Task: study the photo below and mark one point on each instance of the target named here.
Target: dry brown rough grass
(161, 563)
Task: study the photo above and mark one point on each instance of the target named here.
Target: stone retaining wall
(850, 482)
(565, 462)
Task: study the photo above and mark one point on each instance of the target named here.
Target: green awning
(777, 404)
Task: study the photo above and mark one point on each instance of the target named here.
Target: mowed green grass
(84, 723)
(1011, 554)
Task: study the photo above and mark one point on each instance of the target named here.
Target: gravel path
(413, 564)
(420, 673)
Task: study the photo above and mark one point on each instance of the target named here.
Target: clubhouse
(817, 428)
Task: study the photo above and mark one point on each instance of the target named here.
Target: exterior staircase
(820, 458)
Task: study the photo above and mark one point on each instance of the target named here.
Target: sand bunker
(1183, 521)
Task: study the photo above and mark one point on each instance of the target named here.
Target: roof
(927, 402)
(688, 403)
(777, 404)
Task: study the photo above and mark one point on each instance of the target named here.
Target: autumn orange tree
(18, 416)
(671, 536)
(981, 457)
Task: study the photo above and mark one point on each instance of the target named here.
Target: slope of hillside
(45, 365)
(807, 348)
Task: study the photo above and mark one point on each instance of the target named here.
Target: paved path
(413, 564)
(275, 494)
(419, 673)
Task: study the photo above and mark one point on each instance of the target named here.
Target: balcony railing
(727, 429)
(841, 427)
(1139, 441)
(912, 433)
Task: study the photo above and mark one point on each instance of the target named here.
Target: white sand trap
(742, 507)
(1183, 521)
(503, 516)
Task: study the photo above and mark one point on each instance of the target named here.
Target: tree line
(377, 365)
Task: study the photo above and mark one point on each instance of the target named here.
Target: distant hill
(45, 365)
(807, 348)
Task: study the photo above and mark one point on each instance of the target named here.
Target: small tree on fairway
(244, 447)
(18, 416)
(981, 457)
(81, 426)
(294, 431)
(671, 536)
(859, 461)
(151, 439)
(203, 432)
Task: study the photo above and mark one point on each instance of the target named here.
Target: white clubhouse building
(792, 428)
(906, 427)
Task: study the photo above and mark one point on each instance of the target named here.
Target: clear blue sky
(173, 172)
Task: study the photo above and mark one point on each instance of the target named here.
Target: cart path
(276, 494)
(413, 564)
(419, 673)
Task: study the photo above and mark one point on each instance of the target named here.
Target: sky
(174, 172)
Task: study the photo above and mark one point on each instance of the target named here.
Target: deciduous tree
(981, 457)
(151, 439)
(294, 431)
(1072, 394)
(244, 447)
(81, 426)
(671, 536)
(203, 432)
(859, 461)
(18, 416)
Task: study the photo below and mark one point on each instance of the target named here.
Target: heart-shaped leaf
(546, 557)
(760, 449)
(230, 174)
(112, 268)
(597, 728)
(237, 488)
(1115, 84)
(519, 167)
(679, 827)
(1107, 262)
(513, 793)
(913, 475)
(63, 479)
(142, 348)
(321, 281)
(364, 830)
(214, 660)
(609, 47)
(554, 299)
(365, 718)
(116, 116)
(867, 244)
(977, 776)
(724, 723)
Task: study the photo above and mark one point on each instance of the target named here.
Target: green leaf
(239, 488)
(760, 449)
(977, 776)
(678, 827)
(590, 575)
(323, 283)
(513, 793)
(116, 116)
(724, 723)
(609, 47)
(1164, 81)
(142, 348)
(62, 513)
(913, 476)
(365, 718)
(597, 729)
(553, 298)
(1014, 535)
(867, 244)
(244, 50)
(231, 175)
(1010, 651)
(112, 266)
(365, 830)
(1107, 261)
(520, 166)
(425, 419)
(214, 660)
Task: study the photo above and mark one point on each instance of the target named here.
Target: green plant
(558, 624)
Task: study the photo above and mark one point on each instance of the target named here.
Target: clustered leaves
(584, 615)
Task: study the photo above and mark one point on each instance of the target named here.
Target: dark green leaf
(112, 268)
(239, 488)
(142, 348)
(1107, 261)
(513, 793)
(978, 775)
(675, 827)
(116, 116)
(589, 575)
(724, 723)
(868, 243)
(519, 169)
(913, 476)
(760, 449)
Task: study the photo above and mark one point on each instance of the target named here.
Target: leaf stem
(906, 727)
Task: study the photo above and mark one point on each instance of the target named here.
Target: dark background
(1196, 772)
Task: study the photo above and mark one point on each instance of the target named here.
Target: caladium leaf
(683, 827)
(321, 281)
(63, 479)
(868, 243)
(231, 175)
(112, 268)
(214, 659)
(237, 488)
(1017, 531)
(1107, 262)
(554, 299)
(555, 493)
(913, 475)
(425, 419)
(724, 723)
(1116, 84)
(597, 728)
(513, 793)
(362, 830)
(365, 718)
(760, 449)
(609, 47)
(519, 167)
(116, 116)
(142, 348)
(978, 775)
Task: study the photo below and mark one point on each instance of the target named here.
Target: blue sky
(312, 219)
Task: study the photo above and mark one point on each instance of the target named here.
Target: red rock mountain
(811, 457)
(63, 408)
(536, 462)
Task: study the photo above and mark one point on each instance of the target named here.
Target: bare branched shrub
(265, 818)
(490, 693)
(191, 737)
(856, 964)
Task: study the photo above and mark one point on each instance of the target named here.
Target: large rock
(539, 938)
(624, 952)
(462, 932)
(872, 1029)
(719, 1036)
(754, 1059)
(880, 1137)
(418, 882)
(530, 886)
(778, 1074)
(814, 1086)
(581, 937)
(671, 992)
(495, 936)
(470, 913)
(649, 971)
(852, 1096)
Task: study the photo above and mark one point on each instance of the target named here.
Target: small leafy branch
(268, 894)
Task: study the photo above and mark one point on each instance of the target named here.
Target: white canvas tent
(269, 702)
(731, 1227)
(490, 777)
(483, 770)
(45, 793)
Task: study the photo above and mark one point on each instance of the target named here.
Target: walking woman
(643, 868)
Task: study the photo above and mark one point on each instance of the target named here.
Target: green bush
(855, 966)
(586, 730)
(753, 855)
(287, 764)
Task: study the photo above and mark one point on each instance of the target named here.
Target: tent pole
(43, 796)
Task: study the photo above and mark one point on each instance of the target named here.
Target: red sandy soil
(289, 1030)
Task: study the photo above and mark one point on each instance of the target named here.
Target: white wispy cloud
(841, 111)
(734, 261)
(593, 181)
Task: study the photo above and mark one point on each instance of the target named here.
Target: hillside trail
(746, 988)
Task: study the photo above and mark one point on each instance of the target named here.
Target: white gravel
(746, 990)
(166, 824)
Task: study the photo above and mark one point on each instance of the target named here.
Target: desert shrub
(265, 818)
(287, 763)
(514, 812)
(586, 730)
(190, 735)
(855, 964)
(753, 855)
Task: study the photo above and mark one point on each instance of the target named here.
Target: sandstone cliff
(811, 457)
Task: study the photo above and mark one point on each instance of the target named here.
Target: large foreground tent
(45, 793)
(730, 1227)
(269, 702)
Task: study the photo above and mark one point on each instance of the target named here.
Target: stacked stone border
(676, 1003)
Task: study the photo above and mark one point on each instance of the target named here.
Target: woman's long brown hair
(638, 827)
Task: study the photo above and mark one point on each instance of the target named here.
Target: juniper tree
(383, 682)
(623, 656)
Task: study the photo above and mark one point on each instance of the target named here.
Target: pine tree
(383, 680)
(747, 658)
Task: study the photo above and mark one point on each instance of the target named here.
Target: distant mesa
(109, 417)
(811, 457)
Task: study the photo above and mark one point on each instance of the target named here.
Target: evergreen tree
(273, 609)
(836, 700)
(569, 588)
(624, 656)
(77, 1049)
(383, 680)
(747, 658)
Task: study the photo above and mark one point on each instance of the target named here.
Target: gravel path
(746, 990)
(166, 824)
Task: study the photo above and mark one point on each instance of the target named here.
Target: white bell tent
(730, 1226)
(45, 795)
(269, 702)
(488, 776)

****************

Request: Show, copied in full, every line of the rows above that contains the word "clubhouse".

Response below:
Target: clubhouse
Target: white clubhouse building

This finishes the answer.